- [Set exercise]: Recast every item below as a numbered list, dropping any blank lines. Leave the pictures out of your answer.

- [Image object location entries]:
—————
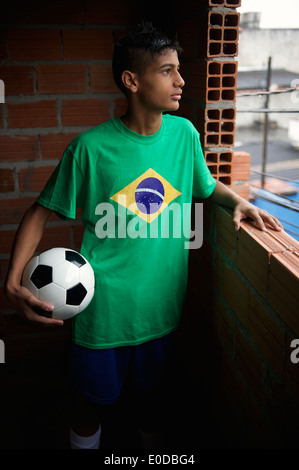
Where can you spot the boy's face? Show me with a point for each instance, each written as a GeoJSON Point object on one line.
{"type": "Point", "coordinates": [159, 87]}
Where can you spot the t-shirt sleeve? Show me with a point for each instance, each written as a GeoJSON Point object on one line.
{"type": "Point", "coordinates": [63, 191]}
{"type": "Point", "coordinates": [203, 181]}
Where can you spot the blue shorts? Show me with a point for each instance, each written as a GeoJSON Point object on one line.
{"type": "Point", "coordinates": [100, 374]}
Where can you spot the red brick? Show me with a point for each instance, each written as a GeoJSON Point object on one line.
{"type": "Point", "coordinates": [7, 183]}
{"type": "Point", "coordinates": [12, 210]}
{"type": "Point", "coordinates": [61, 78]}
{"type": "Point", "coordinates": [101, 79]}
{"type": "Point", "coordinates": [242, 190]}
{"type": "Point", "coordinates": [19, 148]}
{"type": "Point", "coordinates": [53, 145]}
{"type": "Point", "coordinates": [86, 112]}
{"type": "Point", "coordinates": [33, 114]}
{"type": "Point", "coordinates": [18, 79]}
{"type": "Point", "coordinates": [34, 44]}
{"type": "Point", "coordinates": [241, 166]}
{"type": "Point", "coordinates": [86, 44]}
{"type": "Point", "coordinates": [34, 179]}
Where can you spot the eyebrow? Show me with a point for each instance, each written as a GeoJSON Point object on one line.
{"type": "Point", "coordinates": [169, 65]}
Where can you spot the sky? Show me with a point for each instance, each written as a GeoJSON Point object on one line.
{"type": "Point", "coordinates": [274, 14]}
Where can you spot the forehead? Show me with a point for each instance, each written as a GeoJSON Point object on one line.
{"type": "Point", "coordinates": [168, 56]}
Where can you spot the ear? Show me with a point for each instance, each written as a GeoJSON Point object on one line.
{"type": "Point", "coordinates": [129, 80]}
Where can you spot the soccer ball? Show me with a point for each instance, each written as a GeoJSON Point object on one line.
{"type": "Point", "coordinates": [62, 277]}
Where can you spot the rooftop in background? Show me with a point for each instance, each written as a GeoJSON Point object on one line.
{"type": "Point", "coordinates": [252, 79]}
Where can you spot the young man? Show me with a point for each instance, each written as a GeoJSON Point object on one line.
{"type": "Point", "coordinates": [133, 177]}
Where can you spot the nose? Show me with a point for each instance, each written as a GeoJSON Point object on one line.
{"type": "Point", "coordinates": [179, 81]}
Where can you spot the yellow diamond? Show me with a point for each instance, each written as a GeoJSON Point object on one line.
{"type": "Point", "coordinates": [147, 196]}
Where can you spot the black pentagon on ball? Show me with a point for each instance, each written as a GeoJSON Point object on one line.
{"type": "Point", "coordinates": [76, 294]}
{"type": "Point", "coordinates": [75, 258]}
{"type": "Point", "coordinates": [41, 276]}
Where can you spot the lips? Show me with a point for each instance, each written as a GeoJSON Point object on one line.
{"type": "Point", "coordinates": [176, 96]}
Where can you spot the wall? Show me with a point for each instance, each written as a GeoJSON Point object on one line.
{"type": "Point", "coordinates": [241, 311]}
{"type": "Point", "coordinates": [281, 44]}
{"type": "Point", "coordinates": [244, 302]}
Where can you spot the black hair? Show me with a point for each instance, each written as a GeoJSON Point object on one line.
{"type": "Point", "coordinates": [135, 50]}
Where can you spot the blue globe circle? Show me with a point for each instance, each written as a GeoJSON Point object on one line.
{"type": "Point", "coordinates": [149, 195]}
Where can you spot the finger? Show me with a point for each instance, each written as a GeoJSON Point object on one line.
{"type": "Point", "coordinates": [272, 221]}
{"type": "Point", "coordinates": [40, 312]}
{"type": "Point", "coordinates": [237, 219]}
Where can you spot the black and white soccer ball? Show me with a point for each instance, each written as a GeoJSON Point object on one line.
{"type": "Point", "coordinates": [62, 277]}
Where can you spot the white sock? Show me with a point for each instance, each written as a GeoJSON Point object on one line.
{"type": "Point", "coordinates": [90, 442]}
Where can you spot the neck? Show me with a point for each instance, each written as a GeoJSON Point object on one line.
{"type": "Point", "coordinates": [143, 124]}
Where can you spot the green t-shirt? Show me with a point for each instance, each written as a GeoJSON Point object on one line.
{"type": "Point", "coordinates": [135, 192]}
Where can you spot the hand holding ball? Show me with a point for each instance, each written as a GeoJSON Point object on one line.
{"type": "Point", "coordinates": [63, 278]}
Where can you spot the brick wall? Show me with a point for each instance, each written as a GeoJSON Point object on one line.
{"type": "Point", "coordinates": [243, 295]}
{"type": "Point", "coordinates": [241, 311]}
{"type": "Point", "coordinates": [55, 62]}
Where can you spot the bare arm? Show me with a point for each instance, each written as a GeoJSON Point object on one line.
{"type": "Point", "coordinates": [242, 209]}
{"type": "Point", "coordinates": [27, 238]}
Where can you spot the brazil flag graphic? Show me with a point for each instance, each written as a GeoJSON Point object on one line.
{"type": "Point", "coordinates": [147, 196]}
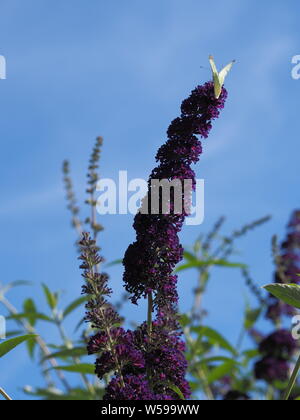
—————
- [Solution to the exercise]:
1. Where can you spot the boy's face? Show me with a point for each instance, each written as a GeoJSON Point object on one line.
2. {"type": "Point", "coordinates": [159, 87]}
3. Where can you spot the t-shirt sleeve? Show me with a point for each instance, each written as a GeoJSON Point object on one line.
4. {"type": "Point", "coordinates": [63, 191]}
5. {"type": "Point", "coordinates": [203, 181]}
6. Where can you spot the blue shorts? Show me with a point for each instance, each written as a GeoJSON Point object on one line.
7. {"type": "Point", "coordinates": [100, 374]}
8. Where can you spot the red brick? Show me with a point for each instance, each written as a GeoJSON Point object on one line.
9. {"type": "Point", "coordinates": [7, 183]}
10. {"type": "Point", "coordinates": [12, 210]}
11. {"type": "Point", "coordinates": [61, 78]}
12. {"type": "Point", "coordinates": [101, 79]}
13. {"type": "Point", "coordinates": [242, 190]}
14. {"type": "Point", "coordinates": [19, 148]}
15. {"type": "Point", "coordinates": [53, 145]}
16. {"type": "Point", "coordinates": [86, 112]}
17. {"type": "Point", "coordinates": [33, 114]}
18. {"type": "Point", "coordinates": [18, 79]}
19. {"type": "Point", "coordinates": [34, 44]}
20. {"type": "Point", "coordinates": [241, 166]}
21. {"type": "Point", "coordinates": [86, 44]}
22. {"type": "Point", "coordinates": [34, 179]}
23. Where can you spot the eyebrow? Show me with a point for each instance, each written as a GeoJSON Point object on one line.
24. {"type": "Point", "coordinates": [169, 65]}
25. Where can you spot the sky? Show me with a point for each instance, each written as a GeoJSON Point object on one line.
26. {"type": "Point", "coordinates": [274, 14]}
27. Where can you spot the forehead? Show me with a point for each instance, each written as a GeoJSON Point object on one line.
28. {"type": "Point", "coordinates": [168, 56]}
29. Where can you spot the ear? Show me with a point for each instance, each written as a GeoJSON Point object on one line.
30. {"type": "Point", "coordinates": [129, 80]}
31. Where can you spot the soccer ball? Show me with a point for each instance, each written as a GeoJSON Point object on one line.
32. {"type": "Point", "coordinates": [62, 277]}
33. Where can you spot the rooftop in background? Show me with a point for each instance, each written as a GeoJSON Point object on one line.
34. {"type": "Point", "coordinates": [252, 79]}
35. Where can you spot the young man? Show me with a point for each instance, each written as a GeoJSON Point object on one line.
36. {"type": "Point", "coordinates": [133, 177]}
37. Where can you spot the nose? Show me with a point for each instance, each written as a GeoJSON Point object on one line.
38. {"type": "Point", "coordinates": [179, 81]}
39. Where can you spot the yellow diamond? Show me with a point for each instance, each written as a GeoJSON Point object on one line.
40. {"type": "Point", "coordinates": [147, 196]}
41. Where can you spot the black pentagon on ball? Show me with a point for each instance, each written as a GeoJSON Point object on one line.
42. {"type": "Point", "coordinates": [76, 294]}
43. {"type": "Point", "coordinates": [75, 258]}
44. {"type": "Point", "coordinates": [41, 276]}
45. Where can you spot the lips? Show me with a point for each instance, each written as a GeoJSON Point object on one line.
46. {"type": "Point", "coordinates": [176, 96]}
47. Where can you spot the wall? Show me with a point for each instance, each written as a GeoJSON Point object on one line.
48. {"type": "Point", "coordinates": [241, 311]}
49. {"type": "Point", "coordinates": [281, 44]}
50. {"type": "Point", "coordinates": [244, 302]}
51. Where can you spot the black hair? Show me with a point for each instance, each written as a GeoJSON Point object on one line.
52. {"type": "Point", "coordinates": [135, 50]}
53. Where can you spot the blue globe circle? Show me with a point for each instance, each written as a GeoJSON Point object on one line.
54. {"type": "Point", "coordinates": [149, 195]}
55. Where can you spot the finger? Show me with a point for each instance, each written as a GeoJSON Point object on one line.
56. {"type": "Point", "coordinates": [272, 221]}
57. {"type": "Point", "coordinates": [40, 312]}
58. {"type": "Point", "coordinates": [237, 219]}
59. Where can you spot the black and white soccer ball? Show me with a point for each instance, each written as a GeoJSON Point object on one line.
60. {"type": "Point", "coordinates": [62, 277]}
61. Where can you spot the white sock? Show me with a point for each instance, each written as a GeoJSON Point object on one line.
62. {"type": "Point", "coordinates": [90, 442]}
63. Where can you spot the neck? Show me with a point for each instance, each written as a GeoJSON Point object on one line.
64. {"type": "Point", "coordinates": [143, 124]}
65. Where can you spot the green t-shirt? Show me with a point for each instance, each written as a GeoJSON Point object on one line.
66. {"type": "Point", "coordinates": [135, 192]}
67. Where can you spot the hand holding ball? Show me with a point for each instance, each written as a GeoJSON Point object on one line.
68. {"type": "Point", "coordinates": [63, 278]}
69. Where can you spot the brick wall? Show me with a point for each instance, each written as a GeoJSON Point object on one line.
70. {"type": "Point", "coordinates": [243, 295]}
71. {"type": "Point", "coordinates": [241, 311]}
72. {"type": "Point", "coordinates": [55, 62]}
73. Where can you spot the bare arm? Show me with a point for each instance, each written as a GeoJSON Point object on one line.
74. {"type": "Point", "coordinates": [242, 209]}
75. {"type": "Point", "coordinates": [27, 238]}
76. Where can you spot the brazil flag graphic? Show me with a point for each instance, each written as a GeoJSON Point object on one line.
77. {"type": "Point", "coordinates": [147, 196]}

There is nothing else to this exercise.